Entries from a point annotation set
## start

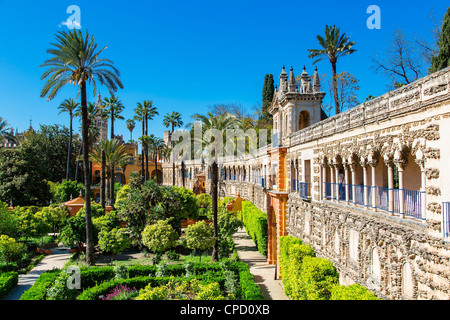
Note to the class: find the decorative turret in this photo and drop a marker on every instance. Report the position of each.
(316, 81)
(292, 87)
(283, 81)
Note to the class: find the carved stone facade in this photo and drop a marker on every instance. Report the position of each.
(366, 188)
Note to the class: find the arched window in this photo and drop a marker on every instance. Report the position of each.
(303, 121)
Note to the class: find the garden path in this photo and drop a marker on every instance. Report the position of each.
(263, 272)
(55, 260)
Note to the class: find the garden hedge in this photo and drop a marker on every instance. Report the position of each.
(306, 277)
(39, 289)
(255, 222)
(8, 280)
(98, 281)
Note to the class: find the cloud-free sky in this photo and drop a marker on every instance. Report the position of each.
(186, 55)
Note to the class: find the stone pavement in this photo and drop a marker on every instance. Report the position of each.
(263, 273)
(54, 260)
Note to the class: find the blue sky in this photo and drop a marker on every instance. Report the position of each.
(186, 55)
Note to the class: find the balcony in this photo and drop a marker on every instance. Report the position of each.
(401, 201)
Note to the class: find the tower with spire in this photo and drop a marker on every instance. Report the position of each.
(102, 124)
(297, 103)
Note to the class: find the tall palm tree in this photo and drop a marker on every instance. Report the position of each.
(130, 126)
(334, 47)
(172, 120)
(109, 153)
(113, 109)
(145, 112)
(156, 145)
(75, 60)
(93, 112)
(222, 122)
(69, 106)
(5, 131)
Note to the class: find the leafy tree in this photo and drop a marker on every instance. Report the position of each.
(114, 241)
(75, 60)
(159, 237)
(200, 236)
(442, 60)
(399, 61)
(67, 190)
(5, 132)
(334, 46)
(10, 249)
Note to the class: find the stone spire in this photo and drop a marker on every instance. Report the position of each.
(283, 81)
(305, 81)
(291, 86)
(316, 81)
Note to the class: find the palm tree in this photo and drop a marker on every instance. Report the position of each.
(109, 153)
(172, 120)
(75, 60)
(69, 106)
(156, 145)
(222, 122)
(334, 47)
(112, 110)
(144, 112)
(5, 131)
(130, 126)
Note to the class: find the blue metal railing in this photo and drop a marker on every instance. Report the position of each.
(304, 190)
(446, 221)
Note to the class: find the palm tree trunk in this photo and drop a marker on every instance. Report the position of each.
(214, 184)
(69, 152)
(76, 168)
(90, 258)
(173, 157)
(147, 175)
(112, 165)
(156, 167)
(335, 92)
(103, 180)
(142, 151)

## end

## GOAL OF THE EXERCISE:
Scale the entries starting at the line containing "Note to the class: find the balcony" and ending at the last line of the entries by rewriting every line in that span, with each text line left unchanged and each point coordinate multiplied by 0.45 and rounded to the nearest whole number, halves rounded up. Give only those lines.

## TASK SOLUTION:
Note to the class: find the balcony in this photo and drop a marker on every instance. Report the position of each.
(180, 90)
Note to the class: find the tower with spire in this photo and drop a marker on every instance. Report the position of each.
(46, 56)
(134, 46)
Note to the class: find the tall palm tree in this photo and drop a marker on every instance. Report the position of each.
(59, 57)
(150, 21)
(77, 54)
(49, 69)
(51, 49)
(65, 50)
(70, 65)
(34, 27)
(42, 50)
(100, 55)
(31, 48)
(2, 59)
Note to the class: find the leafy tree in this photo and drop a marker on every instance. Report the position of each.
(51, 108)
(34, 27)
(72, 107)
(90, 106)
(199, 27)
(180, 27)
(30, 86)
(2, 59)
(150, 21)
(5, 112)
Note to the class: find the stone spire in this photo and drop a marker on every instance. Report the position of each.
(127, 36)
(137, 36)
(131, 39)
(142, 36)
Note to the class: find the palm tree in this photo and drop a marker on every instance. Report the position of each.
(49, 69)
(77, 54)
(34, 27)
(31, 48)
(70, 65)
(100, 55)
(150, 21)
(50, 50)
(65, 50)
(2, 59)
(59, 57)
Note to the class: find the blue metal railing in this photo and drop a marker on every instance. Report the position of each.
(137, 86)
(201, 99)
Note to the class: find the palm tree trunk in this photo and drop a marker on every instance. Report the position of each.
(96, 83)
(31, 68)
(34, 76)
(41, 116)
(78, 71)
(66, 79)
(50, 74)
(70, 75)
(151, 41)
(46, 81)
(64, 68)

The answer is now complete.